## PROBLEM DETAILS
Rewrite the lines below with every "Annotate" replaced by "Mark", keeping everything else the same.

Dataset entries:
[Begin]

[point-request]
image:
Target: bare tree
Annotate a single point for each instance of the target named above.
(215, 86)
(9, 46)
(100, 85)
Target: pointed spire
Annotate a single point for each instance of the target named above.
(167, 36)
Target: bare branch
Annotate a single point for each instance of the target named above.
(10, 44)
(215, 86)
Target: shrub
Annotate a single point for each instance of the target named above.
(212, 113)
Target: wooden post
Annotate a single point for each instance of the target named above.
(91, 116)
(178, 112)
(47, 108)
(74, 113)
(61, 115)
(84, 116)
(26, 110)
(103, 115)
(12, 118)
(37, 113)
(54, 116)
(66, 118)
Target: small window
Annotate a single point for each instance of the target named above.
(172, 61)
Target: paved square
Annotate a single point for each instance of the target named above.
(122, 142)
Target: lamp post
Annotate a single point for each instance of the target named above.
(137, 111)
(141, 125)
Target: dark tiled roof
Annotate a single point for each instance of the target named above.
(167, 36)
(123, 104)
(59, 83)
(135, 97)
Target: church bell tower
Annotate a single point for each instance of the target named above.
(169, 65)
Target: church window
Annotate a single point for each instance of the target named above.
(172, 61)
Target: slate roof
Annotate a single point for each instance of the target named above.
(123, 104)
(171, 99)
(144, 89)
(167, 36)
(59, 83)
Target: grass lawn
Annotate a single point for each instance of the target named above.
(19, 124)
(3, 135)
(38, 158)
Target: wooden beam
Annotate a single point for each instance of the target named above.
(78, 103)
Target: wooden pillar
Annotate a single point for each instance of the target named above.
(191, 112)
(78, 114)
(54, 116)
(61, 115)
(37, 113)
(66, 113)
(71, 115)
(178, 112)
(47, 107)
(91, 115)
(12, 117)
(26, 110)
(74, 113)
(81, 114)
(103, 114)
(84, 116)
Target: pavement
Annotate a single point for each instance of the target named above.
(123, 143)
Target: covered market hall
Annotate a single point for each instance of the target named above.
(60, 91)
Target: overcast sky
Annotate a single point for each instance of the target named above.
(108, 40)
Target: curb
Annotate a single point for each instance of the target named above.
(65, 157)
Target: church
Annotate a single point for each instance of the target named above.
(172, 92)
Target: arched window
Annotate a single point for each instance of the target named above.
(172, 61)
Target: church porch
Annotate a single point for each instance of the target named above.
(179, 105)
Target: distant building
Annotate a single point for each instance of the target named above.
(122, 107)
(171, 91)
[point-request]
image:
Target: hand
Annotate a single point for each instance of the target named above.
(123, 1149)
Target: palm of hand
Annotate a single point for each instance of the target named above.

[End]

## RESULT
[point-request]
image:
Target: bare tree
Mark a single point for each instance of the target named above.
(215, 86)
(9, 46)
(100, 85)
Target: pointed spire
Mark a single point for each instance of the target named above.
(167, 36)
Target: bare branch
Mark a single point for each instance of the target named above.
(10, 44)
(215, 86)
Target: shrub
Mark a single point for each instance of the target named above.
(212, 113)
Target: wooden post
Mark a single point for each instance of the target named above.
(91, 116)
(178, 112)
(47, 108)
(74, 113)
(61, 115)
(84, 116)
(26, 110)
(103, 115)
(12, 118)
(37, 113)
(54, 116)
(66, 118)
Target: small window
Mark a single point for each instance of the target named above.
(172, 61)
Target: paved square
Mark a single point for each instance of the target named above.
(122, 142)
Target: lamp post
Mark a single point for each instance of the target named above.
(137, 111)
(141, 125)
Target: dark tiled roof
Mark a single point for each instance of the target named above.
(167, 36)
(123, 104)
(59, 83)
(135, 97)
Target: church bell tower
Mark a single point for each instance of the target named above.
(169, 65)
Target: church window
Mark a single point for each instance of the target named above.
(172, 61)
Target: slate roof
Mark a single point for each instance of the target named above.
(123, 104)
(171, 99)
(144, 89)
(167, 36)
(59, 83)
Target: grass lawn
Mark a single point for each instance of the target named above.
(19, 124)
(3, 135)
(38, 158)
Target: wooden beam
Mark a single point for each instance of the target named above.
(78, 103)
Target: wooden pillar
Mark a single point for each instance of the target named above.
(191, 112)
(78, 114)
(54, 116)
(61, 115)
(37, 113)
(66, 113)
(71, 115)
(178, 112)
(47, 107)
(91, 115)
(12, 117)
(26, 110)
(74, 113)
(81, 114)
(103, 114)
(84, 116)
Target: pavement
Mark a single point for each instance of the target named above.
(123, 143)
Target: covered market hall
Mark a single point for each instance of the target named above.
(60, 91)
Target: overcast sky
Mark a single point for each instance of the target named above.
(108, 40)
Target: curb
Mark a single point for each instance of the target named above.
(65, 157)
Target: church
Mark a single point for each instance of the target named above.
(172, 92)
Target: arched window
Mark a single point for each instance of the target named above.
(172, 61)
Target: church porch
Mark a single point for each instance of the target named above.
(179, 105)
Target: distant building
Mark a single point for each instance of the target named above.
(122, 107)
(171, 91)
[point-request]
image:
Target: hand
Mark a single point for each instance of the target named above.
(123, 1149)
Target: palm of hand
Mark a single point for each instance of the target named above.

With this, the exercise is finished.